Copy out the lines below verbatim, beginning at the line containing "[trace] letter 'a' on sign" and continuing through the line containing "[[[80,154],[79,122],[47,123],[47,154]]]", with both of those lines included.

++++ Extracted entries ++++

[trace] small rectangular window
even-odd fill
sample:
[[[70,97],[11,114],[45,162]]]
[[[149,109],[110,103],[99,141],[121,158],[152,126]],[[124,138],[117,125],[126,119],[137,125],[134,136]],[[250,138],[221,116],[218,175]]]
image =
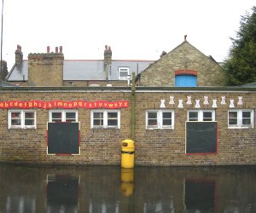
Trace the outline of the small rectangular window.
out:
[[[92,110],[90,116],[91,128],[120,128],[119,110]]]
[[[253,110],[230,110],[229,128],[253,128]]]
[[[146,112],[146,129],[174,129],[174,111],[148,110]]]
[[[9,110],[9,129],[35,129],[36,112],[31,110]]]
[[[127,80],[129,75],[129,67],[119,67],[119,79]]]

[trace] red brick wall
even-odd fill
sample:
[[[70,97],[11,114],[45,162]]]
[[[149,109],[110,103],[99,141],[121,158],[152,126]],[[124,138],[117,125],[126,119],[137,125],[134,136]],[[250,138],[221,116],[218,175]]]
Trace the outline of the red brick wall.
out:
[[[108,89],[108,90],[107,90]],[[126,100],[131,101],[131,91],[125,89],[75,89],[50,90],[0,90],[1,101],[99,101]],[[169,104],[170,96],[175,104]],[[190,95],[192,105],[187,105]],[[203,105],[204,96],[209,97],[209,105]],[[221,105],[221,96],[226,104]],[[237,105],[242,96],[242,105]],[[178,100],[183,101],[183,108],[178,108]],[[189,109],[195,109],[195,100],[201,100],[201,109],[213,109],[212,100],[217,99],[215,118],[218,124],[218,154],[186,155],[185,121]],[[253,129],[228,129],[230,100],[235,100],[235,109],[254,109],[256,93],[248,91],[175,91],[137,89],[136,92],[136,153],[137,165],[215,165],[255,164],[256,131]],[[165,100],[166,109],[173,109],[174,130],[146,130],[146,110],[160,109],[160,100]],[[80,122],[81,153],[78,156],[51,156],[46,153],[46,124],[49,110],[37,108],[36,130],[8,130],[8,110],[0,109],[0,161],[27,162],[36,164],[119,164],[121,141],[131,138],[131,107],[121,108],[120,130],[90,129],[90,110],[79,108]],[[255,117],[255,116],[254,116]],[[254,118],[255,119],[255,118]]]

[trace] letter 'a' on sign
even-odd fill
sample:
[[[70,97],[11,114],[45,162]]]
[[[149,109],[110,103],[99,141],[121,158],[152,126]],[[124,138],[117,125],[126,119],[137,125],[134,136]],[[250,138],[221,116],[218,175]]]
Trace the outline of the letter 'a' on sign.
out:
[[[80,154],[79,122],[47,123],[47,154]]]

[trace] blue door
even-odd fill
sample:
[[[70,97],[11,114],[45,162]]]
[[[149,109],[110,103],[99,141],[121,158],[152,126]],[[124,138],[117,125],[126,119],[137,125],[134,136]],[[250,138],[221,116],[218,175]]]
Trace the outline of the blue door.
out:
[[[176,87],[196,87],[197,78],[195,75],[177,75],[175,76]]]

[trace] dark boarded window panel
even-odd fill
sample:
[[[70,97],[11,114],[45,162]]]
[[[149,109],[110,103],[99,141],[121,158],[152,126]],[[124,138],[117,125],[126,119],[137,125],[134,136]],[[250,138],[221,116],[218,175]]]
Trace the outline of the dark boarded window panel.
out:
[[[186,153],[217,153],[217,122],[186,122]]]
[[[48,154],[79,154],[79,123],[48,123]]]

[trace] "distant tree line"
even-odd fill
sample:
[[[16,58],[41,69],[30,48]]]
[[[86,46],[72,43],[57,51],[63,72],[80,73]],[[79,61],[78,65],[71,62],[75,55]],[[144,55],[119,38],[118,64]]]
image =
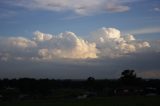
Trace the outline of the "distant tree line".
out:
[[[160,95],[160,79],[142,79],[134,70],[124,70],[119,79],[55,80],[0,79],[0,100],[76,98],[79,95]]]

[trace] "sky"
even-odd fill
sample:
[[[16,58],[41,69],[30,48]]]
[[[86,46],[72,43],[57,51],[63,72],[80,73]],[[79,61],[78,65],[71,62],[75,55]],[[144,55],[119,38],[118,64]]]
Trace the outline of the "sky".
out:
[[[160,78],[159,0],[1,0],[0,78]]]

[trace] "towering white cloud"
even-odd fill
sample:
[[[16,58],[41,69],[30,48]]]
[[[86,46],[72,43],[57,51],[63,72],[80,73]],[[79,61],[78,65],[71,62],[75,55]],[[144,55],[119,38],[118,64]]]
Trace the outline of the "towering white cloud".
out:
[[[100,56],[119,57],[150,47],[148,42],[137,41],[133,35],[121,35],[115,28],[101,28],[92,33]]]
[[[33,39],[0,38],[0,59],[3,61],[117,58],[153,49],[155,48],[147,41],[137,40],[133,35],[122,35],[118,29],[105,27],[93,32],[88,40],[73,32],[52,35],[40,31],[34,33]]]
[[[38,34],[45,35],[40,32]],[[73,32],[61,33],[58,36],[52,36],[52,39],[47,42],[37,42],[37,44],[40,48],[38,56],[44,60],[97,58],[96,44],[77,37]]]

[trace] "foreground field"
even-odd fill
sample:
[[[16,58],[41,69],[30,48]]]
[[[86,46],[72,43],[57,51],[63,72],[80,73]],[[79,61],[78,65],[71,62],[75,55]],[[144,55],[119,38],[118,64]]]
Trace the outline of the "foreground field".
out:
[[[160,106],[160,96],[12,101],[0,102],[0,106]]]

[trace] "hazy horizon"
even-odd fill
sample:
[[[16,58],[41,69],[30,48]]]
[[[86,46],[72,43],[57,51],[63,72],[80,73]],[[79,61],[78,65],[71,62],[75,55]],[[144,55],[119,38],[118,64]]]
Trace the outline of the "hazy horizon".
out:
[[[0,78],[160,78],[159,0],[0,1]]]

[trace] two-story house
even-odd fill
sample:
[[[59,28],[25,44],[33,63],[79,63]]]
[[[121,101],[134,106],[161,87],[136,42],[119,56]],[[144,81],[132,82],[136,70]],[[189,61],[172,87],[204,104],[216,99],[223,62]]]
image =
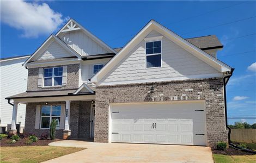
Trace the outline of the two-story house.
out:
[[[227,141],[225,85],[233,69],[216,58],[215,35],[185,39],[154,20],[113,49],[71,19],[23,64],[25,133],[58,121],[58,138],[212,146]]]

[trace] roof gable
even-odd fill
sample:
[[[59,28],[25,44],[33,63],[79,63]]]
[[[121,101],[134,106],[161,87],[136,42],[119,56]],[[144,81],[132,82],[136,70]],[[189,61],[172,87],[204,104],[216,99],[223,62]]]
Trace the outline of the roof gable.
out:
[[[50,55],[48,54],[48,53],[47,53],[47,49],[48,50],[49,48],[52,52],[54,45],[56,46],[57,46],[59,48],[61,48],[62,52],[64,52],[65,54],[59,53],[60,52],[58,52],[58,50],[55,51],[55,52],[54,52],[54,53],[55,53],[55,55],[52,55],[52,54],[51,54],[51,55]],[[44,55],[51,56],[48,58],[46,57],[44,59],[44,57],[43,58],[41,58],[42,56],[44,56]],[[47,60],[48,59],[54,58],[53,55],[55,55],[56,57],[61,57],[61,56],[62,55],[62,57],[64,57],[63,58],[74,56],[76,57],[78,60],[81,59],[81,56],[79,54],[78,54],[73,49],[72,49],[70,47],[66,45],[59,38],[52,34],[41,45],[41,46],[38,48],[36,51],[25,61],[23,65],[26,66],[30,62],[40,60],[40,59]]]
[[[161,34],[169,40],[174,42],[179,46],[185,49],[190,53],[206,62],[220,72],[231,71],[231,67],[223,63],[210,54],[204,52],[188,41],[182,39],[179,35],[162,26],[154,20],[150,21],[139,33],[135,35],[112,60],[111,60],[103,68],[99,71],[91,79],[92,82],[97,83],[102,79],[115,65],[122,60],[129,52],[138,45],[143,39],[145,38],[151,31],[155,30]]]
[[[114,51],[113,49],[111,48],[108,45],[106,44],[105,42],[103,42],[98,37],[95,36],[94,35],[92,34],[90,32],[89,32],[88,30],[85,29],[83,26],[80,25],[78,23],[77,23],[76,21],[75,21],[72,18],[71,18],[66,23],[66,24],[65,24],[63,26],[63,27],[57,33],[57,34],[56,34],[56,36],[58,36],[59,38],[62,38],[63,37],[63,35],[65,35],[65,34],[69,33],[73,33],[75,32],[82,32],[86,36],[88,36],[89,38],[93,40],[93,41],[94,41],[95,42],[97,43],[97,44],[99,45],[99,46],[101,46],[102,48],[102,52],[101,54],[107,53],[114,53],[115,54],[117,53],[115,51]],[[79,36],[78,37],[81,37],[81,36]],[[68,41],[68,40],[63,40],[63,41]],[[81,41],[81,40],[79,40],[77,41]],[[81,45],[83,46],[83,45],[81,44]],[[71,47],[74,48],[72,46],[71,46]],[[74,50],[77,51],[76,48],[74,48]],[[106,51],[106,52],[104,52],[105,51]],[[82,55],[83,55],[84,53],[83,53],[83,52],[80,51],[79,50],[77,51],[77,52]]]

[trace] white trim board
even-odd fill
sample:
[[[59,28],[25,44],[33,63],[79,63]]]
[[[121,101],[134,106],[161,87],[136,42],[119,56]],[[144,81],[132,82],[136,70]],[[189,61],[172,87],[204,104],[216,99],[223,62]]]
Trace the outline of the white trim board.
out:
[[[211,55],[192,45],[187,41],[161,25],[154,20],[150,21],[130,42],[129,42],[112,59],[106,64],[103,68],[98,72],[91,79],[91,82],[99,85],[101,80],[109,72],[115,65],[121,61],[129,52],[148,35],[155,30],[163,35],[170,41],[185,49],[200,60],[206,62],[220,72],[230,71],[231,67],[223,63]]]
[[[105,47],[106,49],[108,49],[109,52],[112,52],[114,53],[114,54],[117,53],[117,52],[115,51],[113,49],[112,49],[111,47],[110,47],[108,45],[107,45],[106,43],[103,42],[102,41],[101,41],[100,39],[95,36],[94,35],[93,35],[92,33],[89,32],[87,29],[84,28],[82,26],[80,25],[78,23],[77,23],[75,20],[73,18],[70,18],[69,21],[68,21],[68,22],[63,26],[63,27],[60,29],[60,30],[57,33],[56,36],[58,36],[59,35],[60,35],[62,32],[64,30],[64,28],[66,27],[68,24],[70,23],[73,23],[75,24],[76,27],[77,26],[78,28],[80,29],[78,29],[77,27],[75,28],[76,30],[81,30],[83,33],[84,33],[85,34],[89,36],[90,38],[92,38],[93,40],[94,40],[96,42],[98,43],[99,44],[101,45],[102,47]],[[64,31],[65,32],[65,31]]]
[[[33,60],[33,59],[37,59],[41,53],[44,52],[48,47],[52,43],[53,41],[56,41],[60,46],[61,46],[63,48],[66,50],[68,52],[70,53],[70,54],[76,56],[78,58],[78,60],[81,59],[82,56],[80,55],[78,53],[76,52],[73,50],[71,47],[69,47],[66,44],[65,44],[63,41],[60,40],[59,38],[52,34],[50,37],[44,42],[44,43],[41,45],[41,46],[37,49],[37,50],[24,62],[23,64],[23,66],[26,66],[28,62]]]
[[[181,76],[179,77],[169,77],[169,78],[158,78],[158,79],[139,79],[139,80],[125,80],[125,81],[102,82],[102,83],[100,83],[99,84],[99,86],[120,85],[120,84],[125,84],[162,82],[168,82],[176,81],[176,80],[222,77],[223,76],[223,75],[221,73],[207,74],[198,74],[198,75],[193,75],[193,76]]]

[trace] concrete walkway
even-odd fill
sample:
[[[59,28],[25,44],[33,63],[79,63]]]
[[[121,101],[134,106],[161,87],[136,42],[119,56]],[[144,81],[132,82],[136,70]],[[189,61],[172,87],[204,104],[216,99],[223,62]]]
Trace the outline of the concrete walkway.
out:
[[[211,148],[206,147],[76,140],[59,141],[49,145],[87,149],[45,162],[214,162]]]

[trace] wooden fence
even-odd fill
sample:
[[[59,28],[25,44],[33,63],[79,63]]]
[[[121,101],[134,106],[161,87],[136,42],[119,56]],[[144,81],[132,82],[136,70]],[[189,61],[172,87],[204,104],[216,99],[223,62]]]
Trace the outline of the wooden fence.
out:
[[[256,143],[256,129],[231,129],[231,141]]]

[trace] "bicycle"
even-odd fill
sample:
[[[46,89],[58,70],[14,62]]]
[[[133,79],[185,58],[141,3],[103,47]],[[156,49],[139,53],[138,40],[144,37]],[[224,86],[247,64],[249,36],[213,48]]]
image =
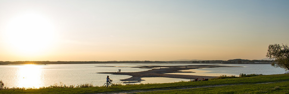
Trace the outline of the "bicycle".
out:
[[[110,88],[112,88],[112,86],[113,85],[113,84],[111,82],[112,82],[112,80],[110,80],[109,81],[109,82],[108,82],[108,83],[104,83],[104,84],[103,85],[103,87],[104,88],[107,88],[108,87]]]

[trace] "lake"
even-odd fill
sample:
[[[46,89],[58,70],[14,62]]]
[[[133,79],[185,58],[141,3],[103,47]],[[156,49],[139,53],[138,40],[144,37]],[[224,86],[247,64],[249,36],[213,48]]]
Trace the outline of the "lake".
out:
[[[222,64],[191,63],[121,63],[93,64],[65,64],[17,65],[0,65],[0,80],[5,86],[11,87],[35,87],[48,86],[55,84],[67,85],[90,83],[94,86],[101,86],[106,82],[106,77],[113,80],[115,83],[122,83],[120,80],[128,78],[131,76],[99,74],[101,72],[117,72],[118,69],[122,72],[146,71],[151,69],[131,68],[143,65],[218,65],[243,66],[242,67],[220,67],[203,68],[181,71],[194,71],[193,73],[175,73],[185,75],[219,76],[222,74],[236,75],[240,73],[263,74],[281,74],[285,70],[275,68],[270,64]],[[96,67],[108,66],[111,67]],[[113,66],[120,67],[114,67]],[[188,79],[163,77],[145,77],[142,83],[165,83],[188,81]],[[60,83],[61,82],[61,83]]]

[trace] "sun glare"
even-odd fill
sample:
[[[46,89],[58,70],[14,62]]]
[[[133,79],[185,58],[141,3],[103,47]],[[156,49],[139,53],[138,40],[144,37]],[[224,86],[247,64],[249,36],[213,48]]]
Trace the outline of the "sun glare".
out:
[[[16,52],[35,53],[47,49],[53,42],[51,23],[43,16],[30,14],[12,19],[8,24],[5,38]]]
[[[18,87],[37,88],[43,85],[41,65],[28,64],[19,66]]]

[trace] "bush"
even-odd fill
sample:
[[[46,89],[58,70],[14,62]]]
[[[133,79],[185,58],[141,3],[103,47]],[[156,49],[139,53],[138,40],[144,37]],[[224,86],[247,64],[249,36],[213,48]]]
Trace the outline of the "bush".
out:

++++

◆ **Result**
[trace] letter 'a' on sign
even-odd fill
sample:
[[[70,97],[11,114],[45,162]]]
[[[149,109],[110,103],[99,141],[121,158],[152,126]],[[124,138],[117,125],[126,119],[137,125],[134,136]],[[250,138],[221,116],[218,175]]]
Trace the outline of the letter 'a' on sign.
out:
[[[80,154],[79,122],[47,123],[47,154]]]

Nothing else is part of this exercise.